Exercise description: Reproduce the records below exactly as given.

Records provided:

* * * * * * *

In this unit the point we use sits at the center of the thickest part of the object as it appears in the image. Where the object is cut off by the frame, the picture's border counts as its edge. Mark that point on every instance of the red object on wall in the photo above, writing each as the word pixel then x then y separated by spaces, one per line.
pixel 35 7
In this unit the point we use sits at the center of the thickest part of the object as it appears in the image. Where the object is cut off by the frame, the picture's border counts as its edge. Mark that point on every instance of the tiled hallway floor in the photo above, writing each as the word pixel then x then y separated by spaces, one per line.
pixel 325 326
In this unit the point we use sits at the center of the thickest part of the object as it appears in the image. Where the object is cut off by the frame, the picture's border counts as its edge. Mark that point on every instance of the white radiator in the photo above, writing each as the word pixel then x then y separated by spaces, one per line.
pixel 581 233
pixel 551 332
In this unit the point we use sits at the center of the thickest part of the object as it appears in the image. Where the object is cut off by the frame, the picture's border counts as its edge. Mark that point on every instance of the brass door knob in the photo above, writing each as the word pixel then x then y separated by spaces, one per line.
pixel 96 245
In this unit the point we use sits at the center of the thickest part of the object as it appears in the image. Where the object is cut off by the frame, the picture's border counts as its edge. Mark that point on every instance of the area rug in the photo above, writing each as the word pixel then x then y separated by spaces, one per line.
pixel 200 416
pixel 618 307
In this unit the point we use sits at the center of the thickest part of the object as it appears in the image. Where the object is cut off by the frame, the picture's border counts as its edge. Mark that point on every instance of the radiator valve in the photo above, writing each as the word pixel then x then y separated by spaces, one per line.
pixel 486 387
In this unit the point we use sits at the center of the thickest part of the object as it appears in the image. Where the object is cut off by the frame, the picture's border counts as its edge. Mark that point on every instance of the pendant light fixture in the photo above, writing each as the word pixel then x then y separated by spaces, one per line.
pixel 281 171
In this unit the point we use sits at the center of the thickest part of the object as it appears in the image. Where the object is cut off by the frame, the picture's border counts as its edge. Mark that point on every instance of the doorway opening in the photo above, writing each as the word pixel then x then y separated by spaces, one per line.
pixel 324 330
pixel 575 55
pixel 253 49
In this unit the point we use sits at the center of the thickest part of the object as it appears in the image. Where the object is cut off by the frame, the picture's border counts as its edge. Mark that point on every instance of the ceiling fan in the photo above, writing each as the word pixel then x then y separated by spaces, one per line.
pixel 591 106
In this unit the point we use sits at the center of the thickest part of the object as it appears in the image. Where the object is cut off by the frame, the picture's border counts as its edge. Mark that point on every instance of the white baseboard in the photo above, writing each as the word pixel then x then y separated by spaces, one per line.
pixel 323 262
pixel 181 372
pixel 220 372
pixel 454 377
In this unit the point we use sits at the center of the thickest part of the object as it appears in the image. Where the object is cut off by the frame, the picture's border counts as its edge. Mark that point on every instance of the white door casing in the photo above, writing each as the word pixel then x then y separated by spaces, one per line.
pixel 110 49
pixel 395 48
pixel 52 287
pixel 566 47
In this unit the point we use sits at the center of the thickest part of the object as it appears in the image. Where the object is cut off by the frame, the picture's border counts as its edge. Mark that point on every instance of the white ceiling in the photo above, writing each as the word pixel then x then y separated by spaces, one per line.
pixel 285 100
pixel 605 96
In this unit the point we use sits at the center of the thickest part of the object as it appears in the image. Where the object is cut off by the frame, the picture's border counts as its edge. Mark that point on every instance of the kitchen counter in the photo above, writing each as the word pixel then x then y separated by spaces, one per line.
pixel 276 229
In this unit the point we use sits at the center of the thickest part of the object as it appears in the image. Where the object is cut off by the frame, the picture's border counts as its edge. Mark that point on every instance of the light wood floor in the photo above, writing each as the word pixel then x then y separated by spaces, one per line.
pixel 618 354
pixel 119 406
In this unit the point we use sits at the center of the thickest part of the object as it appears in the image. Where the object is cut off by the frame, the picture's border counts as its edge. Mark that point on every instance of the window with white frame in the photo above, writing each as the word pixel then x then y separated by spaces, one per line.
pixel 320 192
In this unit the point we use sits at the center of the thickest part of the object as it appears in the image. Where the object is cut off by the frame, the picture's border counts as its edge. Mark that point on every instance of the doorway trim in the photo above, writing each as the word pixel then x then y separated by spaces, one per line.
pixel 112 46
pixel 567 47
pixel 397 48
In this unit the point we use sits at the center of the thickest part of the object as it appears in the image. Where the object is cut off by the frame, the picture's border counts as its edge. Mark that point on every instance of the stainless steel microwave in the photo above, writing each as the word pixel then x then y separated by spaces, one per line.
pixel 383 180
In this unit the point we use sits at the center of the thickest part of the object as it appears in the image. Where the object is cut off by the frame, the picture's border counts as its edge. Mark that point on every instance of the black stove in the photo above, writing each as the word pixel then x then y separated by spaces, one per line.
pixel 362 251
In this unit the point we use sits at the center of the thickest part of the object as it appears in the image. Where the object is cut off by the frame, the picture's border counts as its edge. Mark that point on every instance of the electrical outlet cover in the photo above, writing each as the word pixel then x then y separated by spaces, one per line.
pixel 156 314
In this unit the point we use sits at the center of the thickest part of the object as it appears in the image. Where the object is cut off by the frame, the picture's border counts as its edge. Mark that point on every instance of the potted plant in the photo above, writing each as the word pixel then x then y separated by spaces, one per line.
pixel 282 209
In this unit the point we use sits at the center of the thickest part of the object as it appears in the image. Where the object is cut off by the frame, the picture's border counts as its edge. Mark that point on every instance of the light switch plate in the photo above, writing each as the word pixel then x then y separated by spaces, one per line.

* * * * * * *

Response for this exercise:
In this unit the point we use sits at the center of the thickest part of the object as it appears in the image. Where the object is cut off by the frame, the picture's border counts as its edge. Mark that point on every instance of the red object on wall in the photo above, writing each as the word pixel then x then y separated by spaces, one per line.
pixel 35 7
In this unit the point we use sits at the center of the thickest part of the object as it appears in the image. Where the object is cut off by the frame, the picture's border counts as its edge. Mark that point on every instance of the tiled hallway floor in the photo above, writing each as the word pixel then x then y separated by spaces, one per line.
pixel 325 326
In this unit the point we use sits at the center of the thickest part of the object as it appears in the image. Where the object is cut off by the frame, the picture's border counts as its edge. Mark that point on every instance of the white radiator in the photo above, writing each as the word pixel then x then y separated by spaces, one per line.
pixel 581 233
pixel 551 332
In this unit the point we use sits at the center of the thickest part of the object as it appears in the image. Where the object is cut off by the frame, the picture's border counts as its edge. Mark that point on every instance of the brass door knob in the photo above, writing each as the word pixel then x then y separated by spaces, one per line.
pixel 96 245
In this unit the point we use sits at the center of the thickest part of the object as it appears in the image. Where the object is cut off by the frame, the picture's border counts as its edge. Mark that point on every instance of the area rug in the photo above, writing each as the word pixel then x then y separated by spaces, one per line.
pixel 200 416
pixel 618 307
In this unit the point we use sits at the center of the thickest part of the object as it appears in the image. Where the object is cut off by the frame, the picture's border counts as its edge. Mark that point on every instance of the radiator valve in the photo above, writing each as the word pixel then x then y separated by spaces, one per line.
pixel 486 387
In this unit the point we use sits at the center of the thickest part of the object as it appears in the image. Where the object is cut off by the frame, the picture's border counts as its edge. Mark that point on every instance of the pendant light fixture in the photo above, writing each as the word pixel then x then y separated by spaces, one per line.
pixel 281 171
In this unit the point we use sits at the center of the thickest part of the object as it appears in the image. Where the object is cut off by the frame, the picture's border counts as its edge. Mark that point on every instance of the doorway opening in the photo above, writing each as the word pixel then x then y separated by spaces, one per line.
pixel 324 330
pixel 575 55
pixel 253 49
In this unit the point we use sits at the center of the thickest part of the object as it appears in the image. Where the object is cut off by the frame, the picture's border counts as its edge. Mark that point on every instance of the ceiling fan in the photo above, writing each as the word pixel then x then y separated by spaces, one per line.
pixel 591 106
In this unit the point we use sits at the center of the thickest part of the object as it appears in the image. Where the object is cut off by the frame, the picture's border counts as its edge. Mark that point on every instance of the white baseboard in the photo above, writing each as the word pixel then x then y separated by spaces, one per line.
pixel 323 262
pixel 181 372
pixel 220 372
pixel 454 377
In this unit the point we use sits at the center of the thickest part of the object as it appears in the image. Where the object is cut off by the frame, the picture's border counts as its edge. Mark that point on every instance of the white door casing in the photo above, writing each as the word pixel then x then y separated by spaces, one per line.
pixel 110 49
pixel 395 48
pixel 52 287
pixel 566 47
In this unit the point we use sits at the center of the thickest part of the object as it appears in the image. Where the object is cut off by the frame, the picture's border counts as its edge. Mark that point on every instance of the white ceiling in the photo above, writing each as the word pixel then x then y separated by spaces, one per line.
pixel 285 100
pixel 605 96
In this unit the point we use sits at the center of the thickest part of the object as it appears in the image. Where the object is cut off by the frame, the picture's border counts as its edge. Mark that point on every instance of the kitchen counter in the photo above, writing each as the word pixel then x then y separated by spaces, one per line.
pixel 276 229
In this unit the point we use sits at the center of the thickest part of the object as it appears in the image. Where the object is cut off by the frame, the picture's border counts as its edge. Mark that point on every instance of the light wood floor in the photo above, writing each as the word pixel then x then y separated by spaces, one per line.
pixel 618 354
pixel 119 406
In this unit the point we use sits at the center of the thickest part of the object as it appears in the image. Where the object is cut off by the frame, the picture's border counts as its edge. Mark that point on every instance of the window with white frame in the photo above, writing each as the word pixel then x then y separated by spaces, one per line.
pixel 320 192
In this unit the point we use sits at the center of the thickest part of the object as it appears in the image. Where the object is cut off by the frame, the picture's border counts as its edge. Mark that point on every instance of the doorway trim in the photo above, writing each as the word pixel then x then y separated by spaces, one per line.
pixel 112 46
pixel 567 47
pixel 397 48
In this unit the point we use sits at the center of the thickest part of the object as it appears in the image. Where the object is cut off by the frame, the picture's border counts as its edge. Mark that point on every instance of the stainless steel microwave in the photo above, writing each as the word pixel then x then y separated by spaces, one per line.
pixel 383 180
In this unit the point we use sits at the center of the thickest part of the object as it appears in the image. Where the object is cut off by the frame, the picture's border counts as its edge. Mark that point on every instance of the black stove in the photo above, writing each as the word pixel then x then y separated by spaces, one per line.
pixel 362 251
In this unit the point we use sits at the center of the thickest part of the object as it appears in the image. Where the object is cut off by the frame, the picture's border counts as its edge. Mark that point on every instance of the electrical outlet cover in the photo above, writing each as the word pixel then x then y separated by spaces, one per line.
pixel 156 314
In this unit the point we use sits at the center of the thickest part of the object as it appears in the image. Where the object is cut off by the frame, the picture's border counts as its edge. Mark that point on every instance of the potted plant in the photo above, writing each as the word pixel then x then y separated by spaces, one per line.
pixel 282 209
In this unit the point we use sits at the center of the thickest part of the object as it appears in the image. Where the object is cut off by the frame, the picture's border counts as its edge. Mark that point on every instance of the light switch plate in the photo above, writing each as the word pixel then x then y separated by spaces, one per line.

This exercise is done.